Set problem: Change every occurrence of "draw the outline" in the listing below to "trace the contour", leaving all other text as it stands. Leave the pictures out of the reproduced listing.

Picture shape labeling items
⟨

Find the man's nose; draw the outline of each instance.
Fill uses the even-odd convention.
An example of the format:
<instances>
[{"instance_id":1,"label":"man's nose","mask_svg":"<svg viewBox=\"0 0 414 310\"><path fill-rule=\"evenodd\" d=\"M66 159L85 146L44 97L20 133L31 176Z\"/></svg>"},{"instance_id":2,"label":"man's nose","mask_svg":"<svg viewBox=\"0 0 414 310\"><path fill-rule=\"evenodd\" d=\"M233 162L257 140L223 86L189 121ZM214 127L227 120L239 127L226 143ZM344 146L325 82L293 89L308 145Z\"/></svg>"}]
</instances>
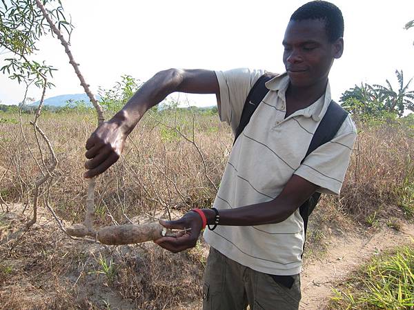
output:
<instances>
[{"instance_id":1,"label":"man's nose","mask_svg":"<svg viewBox=\"0 0 414 310\"><path fill-rule=\"evenodd\" d=\"M297 63L302 61L303 59L299 51L296 49L293 49L292 52L290 52L289 56L288 56L286 61L290 63Z\"/></svg>"}]
</instances>

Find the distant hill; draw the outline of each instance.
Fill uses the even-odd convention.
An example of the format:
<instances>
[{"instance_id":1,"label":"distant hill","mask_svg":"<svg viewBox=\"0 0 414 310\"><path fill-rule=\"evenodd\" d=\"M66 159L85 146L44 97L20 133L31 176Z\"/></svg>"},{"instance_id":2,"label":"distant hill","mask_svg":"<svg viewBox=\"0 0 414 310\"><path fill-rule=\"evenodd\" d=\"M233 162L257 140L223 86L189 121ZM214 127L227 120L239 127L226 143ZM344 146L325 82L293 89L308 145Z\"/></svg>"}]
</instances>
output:
<instances>
[{"instance_id":1,"label":"distant hill","mask_svg":"<svg viewBox=\"0 0 414 310\"><path fill-rule=\"evenodd\" d=\"M97 99L100 100L101 97L96 96ZM45 99L43 104L45 105L53 105L55 107L64 107L68 104L69 100L73 101L83 101L86 104L92 105L89 98L86 94L63 94L59 96L55 96L54 97L48 98ZM39 101L35 101L30 104L30 105L38 105Z\"/></svg>"}]
</instances>

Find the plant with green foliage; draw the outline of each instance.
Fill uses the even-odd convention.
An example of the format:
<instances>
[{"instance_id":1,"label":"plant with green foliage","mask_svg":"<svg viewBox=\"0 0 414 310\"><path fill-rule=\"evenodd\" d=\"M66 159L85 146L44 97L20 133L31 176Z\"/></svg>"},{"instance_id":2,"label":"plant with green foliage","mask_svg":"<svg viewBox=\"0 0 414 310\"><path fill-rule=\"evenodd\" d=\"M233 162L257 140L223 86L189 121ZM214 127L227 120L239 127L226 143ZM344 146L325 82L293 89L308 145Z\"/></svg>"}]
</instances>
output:
<instances>
[{"instance_id":1,"label":"plant with green foliage","mask_svg":"<svg viewBox=\"0 0 414 310\"><path fill-rule=\"evenodd\" d=\"M332 309L414 309L414 247L374 257L345 284L334 289Z\"/></svg>"},{"instance_id":2,"label":"plant with green foliage","mask_svg":"<svg viewBox=\"0 0 414 310\"><path fill-rule=\"evenodd\" d=\"M414 111L414 91L408 90L413 79L404 84L402 70L395 70L398 89L389 81L386 86L361 83L346 90L339 101L350 113L362 120L374 118L395 119L402 117L405 110Z\"/></svg>"},{"instance_id":3,"label":"plant with green foliage","mask_svg":"<svg viewBox=\"0 0 414 310\"><path fill-rule=\"evenodd\" d=\"M43 0L43 5L50 6L47 9L50 16L57 20L59 29L65 29L70 35L72 26L68 22L63 14L60 0ZM0 3L0 48L1 54L11 52L12 57L4 59L4 65L0 71L6 72L11 79L19 83L24 82L26 86L34 84L39 87L51 87L53 84L47 81L47 76L52 76L55 69L30 59L37 50L39 40L50 33L49 25L41 11L32 0L1 0Z\"/></svg>"},{"instance_id":4,"label":"plant with green foliage","mask_svg":"<svg viewBox=\"0 0 414 310\"><path fill-rule=\"evenodd\" d=\"M398 116L401 117L406 110L414 112L414 90L408 90L408 86L413 78L404 85L404 73L402 70L395 70L395 75L398 81L398 89L393 89L389 81L386 80L386 86L375 85L381 94L382 99L388 112L396 111Z\"/></svg>"},{"instance_id":5,"label":"plant with green foliage","mask_svg":"<svg viewBox=\"0 0 414 310\"><path fill-rule=\"evenodd\" d=\"M98 93L101 96L99 103L107 111L117 112L125 105L127 101L142 85L130 75L121 76L121 81L109 90L99 87Z\"/></svg>"}]
</instances>

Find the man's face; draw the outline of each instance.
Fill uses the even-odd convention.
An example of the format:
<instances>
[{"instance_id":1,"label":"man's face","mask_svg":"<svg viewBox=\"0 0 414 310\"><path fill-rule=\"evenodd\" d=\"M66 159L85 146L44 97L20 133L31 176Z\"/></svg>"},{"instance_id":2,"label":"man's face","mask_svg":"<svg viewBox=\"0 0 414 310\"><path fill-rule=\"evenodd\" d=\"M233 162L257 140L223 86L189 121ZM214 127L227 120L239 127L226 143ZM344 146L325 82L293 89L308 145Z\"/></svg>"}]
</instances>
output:
<instances>
[{"instance_id":1,"label":"man's face","mask_svg":"<svg viewBox=\"0 0 414 310\"><path fill-rule=\"evenodd\" d=\"M283 62L290 83L311 86L328 77L335 58L344 49L342 38L330 43L325 22L320 19L290 21L283 40Z\"/></svg>"}]
</instances>

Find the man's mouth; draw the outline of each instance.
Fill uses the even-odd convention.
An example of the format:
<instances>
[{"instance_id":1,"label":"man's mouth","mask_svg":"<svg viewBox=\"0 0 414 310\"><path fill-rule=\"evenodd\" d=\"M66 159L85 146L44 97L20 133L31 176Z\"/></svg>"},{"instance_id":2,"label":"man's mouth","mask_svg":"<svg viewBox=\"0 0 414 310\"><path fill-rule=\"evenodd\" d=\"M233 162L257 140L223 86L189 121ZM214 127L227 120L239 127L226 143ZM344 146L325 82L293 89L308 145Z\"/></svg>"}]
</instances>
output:
<instances>
[{"instance_id":1,"label":"man's mouth","mask_svg":"<svg viewBox=\"0 0 414 310\"><path fill-rule=\"evenodd\" d=\"M306 71L306 69L289 69L288 68L288 72L291 73L302 73Z\"/></svg>"}]
</instances>

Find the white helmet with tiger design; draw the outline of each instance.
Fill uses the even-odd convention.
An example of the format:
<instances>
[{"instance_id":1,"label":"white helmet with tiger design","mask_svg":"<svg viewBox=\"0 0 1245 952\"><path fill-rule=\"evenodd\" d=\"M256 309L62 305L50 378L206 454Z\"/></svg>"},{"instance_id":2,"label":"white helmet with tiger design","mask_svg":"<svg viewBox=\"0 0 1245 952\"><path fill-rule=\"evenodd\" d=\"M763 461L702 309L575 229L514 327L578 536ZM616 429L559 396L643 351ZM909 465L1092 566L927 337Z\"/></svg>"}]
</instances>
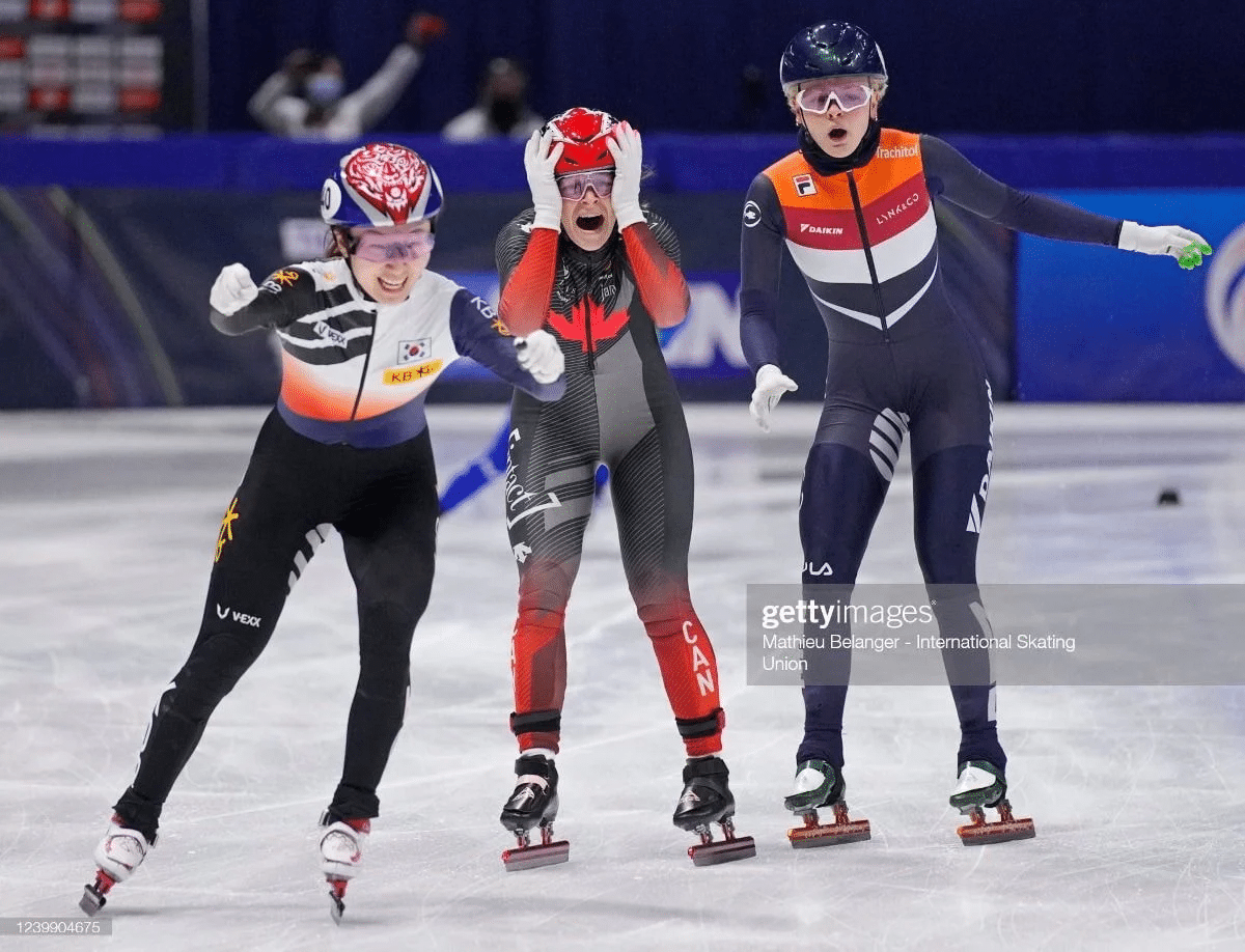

⟩

Output:
Find the man's nose; trace the contour of each instance.
Fill uses the even-odd convention.
An example of the format:
<instances>
[{"instance_id":1,"label":"man's nose","mask_svg":"<svg viewBox=\"0 0 414 310\"><path fill-rule=\"evenodd\" d=\"M66 159L85 146L44 97L20 133L31 176Z\"/></svg>"},{"instance_id":2,"label":"man's nose","mask_svg":"<svg viewBox=\"0 0 414 310\"><path fill-rule=\"evenodd\" d=\"M233 162L257 140L223 86L189 121ZM214 127L227 120L239 127L226 143ZM344 146L325 82L293 89L308 145Z\"/></svg>"}]
</instances>
output:
<instances>
[{"instance_id":1,"label":"man's nose","mask_svg":"<svg viewBox=\"0 0 414 310\"><path fill-rule=\"evenodd\" d=\"M297 63L302 61L303 59L299 51L296 49L293 49L292 52L290 52L289 56L288 56L286 61L290 63Z\"/></svg>"}]
</instances>

Find the distant hill; trace the contour of each instance.
Fill uses the even-odd convention.
An example of the format:
<instances>
[{"instance_id":1,"label":"distant hill","mask_svg":"<svg viewBox=\"0 0 414 310\"><path fill-rule=\"evenodd\" d=\"M66 159L85 146L44 97L20 133L31 176Z\"/></svg>"},{"instance_id":2,"label":"distant hill","mask_svg":"<svg viewBox=\"0 0 414 310\"><path fill-rule=\"evenodd\" d=\"M233 162L257 140L223 86L189 121ZM214 127L227 120L239 127L226 143ZM344 146L325 82L293 89L308 145Z\"/></svg>"}]
</instances>
output:
<instances>
[{"instance_id":1,"label":"distant hill","mask_svg":"<svg viewBox=\"0 0 414 310\"><path fill-rule=\"evenodd\" d=\"M97 99L100 100L101 97L96 96ZM45 99L43 104L45 105L53 105L55 107L64 107L68 104L69 100L73 101L83 101L86 104L92 105L89 98L86 94L63 94L59 96L55 96L54 97L48 98ZM39 101L35 101L30 104L30 105L38 105Z\"/></svg>"}]
</instances>

Find the plant with green foliage; trace the contour of each instance.
Fill uses the even-odd convention.
An example of the format:
<instances>
[{"instance_id":1,"label":"plant with green foliage","mask_svg":"<svg viewBox=\"0 0 414 310\"><path fill-rule=\"evenodd\" d=\"M66 159L85 146L44 97L20 133L31 176Z\"/></svg>"},{"instance_id":2,"label":"plant with green foliage","mask_svg":"<svg viewBox=\"0 0 414 310\"><path fill-rule=\"evenodd\" d=\"M233 162L257 140L223 86L189 121ZM214 127L227 120L239 127L226 143ZM344 146L325 82L293 89L308 145Z\"/></svg>"}]
</instances>
output:
<instances>
[{"instance_id":1,"label":"plant with green foliage","mask_svg":"<svg viewBox=\"0 0 414 310\"><path fill-rule=\"evenodd\" d=\"M332 309L414 309L414 247L374 257L345 284L334 289Z\"/></svg>"},{"instance_id":2,"label":"plant with green foliage","mask_svg":"<svg viewBox=\"0 0 414 310\"><path fill-rule=\"evenodd\" d=\"M414 111L414 91L408 90L413 79L404 84L402 70L395 70L398 89L389 81L386 86L361 83L346 90L339 101L350 113L362 120L374 118L395 119L402 117L405 110Z\"/></svg>"},{"instance_id":3,"label":"plant with green foliage","mask_svg":"<svg viewBox=\"0 0 414 310\"><path fill-rule=\"evenodd\" d=\"M43 0L43 5L50 6L47 9L50 16L57 20L59 29L65 29L70 35L72 26L68 22L63 14L60 0ZM0 3L0 48L1 54L11 52L12 57L4 59L4 65L0 71L6 72L11 79L19 83L24 82L26 86L34 84L39 87L51 87L53 84L47 81L47 76L52 76L55 69L30 59L37 50L39 40L50 33L49 25L41 11L32 0L1 0Z\"/></svg>"},{"instance_id":4,"label":"plant with green foliage","mask_svg":"<svg viewBox=\"0 0 414 310\"><path fill-rule=\"evenodd\" d=\"M398 116L401 117L406 110L414 112L414 90L408 90L408 86L413 78L404 85L404 73L402 70L395 70L395 75L398 81L398 89L393 89L389 81L386 80L386 86L375 85L381 94L382 99L388 112L396 111Z\"/></svg>"},{"instance_id":5,"label":"plant with green foliage","mask_svg":"<svg viewBox=\"0 0 414 310\"><path fill-rule=\"evenodd\" d=\"M98 93L101 96L99 103L107 111L117 112L125 105L127 101L142 85L130 75L121 76L121 81L109 90L99 87Z\"/></svg>"}]
</instances>

Find the man's face; trace the contour of each instance.
Fill uses the even-odd convention.
An example of the format:
<instances>
[{"instance_id":1,"label":"man's face","mask_svg":"<svg viewBox=\"0 0 414 310\"><path fill-rule=\"evenodd\" d=\"M66 159L85 146L44 97L20 133L31 176Z\"/></svg>"},{"instance_id":2,"label":"man's face","mask_svg":"<svg viewBox=\"0 0 414 310\"><path fill-rule=\"evenodd\" d=\"M233 162L257 140L223 86L189 121ZM214 127L227 120L239 127L226 143ZM344 146L325 82L293 89L308 145Z\"/></svg>"}]
</instances>
output:
<instances>
[{"instance_id":1,"label":"man's face","mask_svg":"<svg viewBox=\"0 0 414 310\"><path fill-rule=\"evenodd\" d=\"M283 62L290 83L311 86L328 77L335 58L344 49L342 38L330 43L325 22L320 19L290 21L283 40Z\"/></svg>"}]
</instances>

Find the man's mouth; trace the contour of each instance.
Fill uses the even-odd convention.
An example of the format:
<instances>
[{"instance_id":1,"label":"man's mouth","mask_svg":"<svg viewBox=\"0 0 414 310\"><path fill-rule=\"evenodd\" d=\"M66 159L85 146L44 97L20 133L31 176Z\"/></svg>"},{"instance_id":2,"label":"man's mouth","mask_svg":"<svg viewBox=\"0 0 414 310\"><path fill-rule=\"evenodd\" d=\"M233 162L257 140L223 86L189 121ZM214 127L227 120L239 127L226 143ZM344 146L325 82L293 89L308 145Z\"/></svg>"}]
</instances>
output:
<instances>
[{"instance_id":1,"label":"man's mouth","mask_svg":"<svg viewBox=\"0 0 414 310\"><path fill-rule=\"evenodd\" d=\"M306 71L306 69L289 69L288 68L288 72L291 73L302 73Z\"/></svg>"}]
</instances>

Find the white helmet with tiger design; trace the contour of each instance.
Fill uses the even-odd convention.
An example of the format:
<instances>
[{"instance_id":1,"label":"white helmet with tiger design","mask_svg":"<svg viewBox=\"0 0 1245 952\"><path fill-rule=\"evenodd\" d=\"M256 309L62 305L50 378L206 454Z\"/></svg>"},{"instance_id":2,"label":"white helmet with tiger design","mask_svg":"<svg viewBox=\"0 0 1245 952\"><path fill-rule=\"evenodd\" d=\"M763 461L702 309L575 229L514 327L578 536ZM616 429L559 396L643 351ZM909 465L1092 566L927 337Z\"/></svg>"}]
</instances>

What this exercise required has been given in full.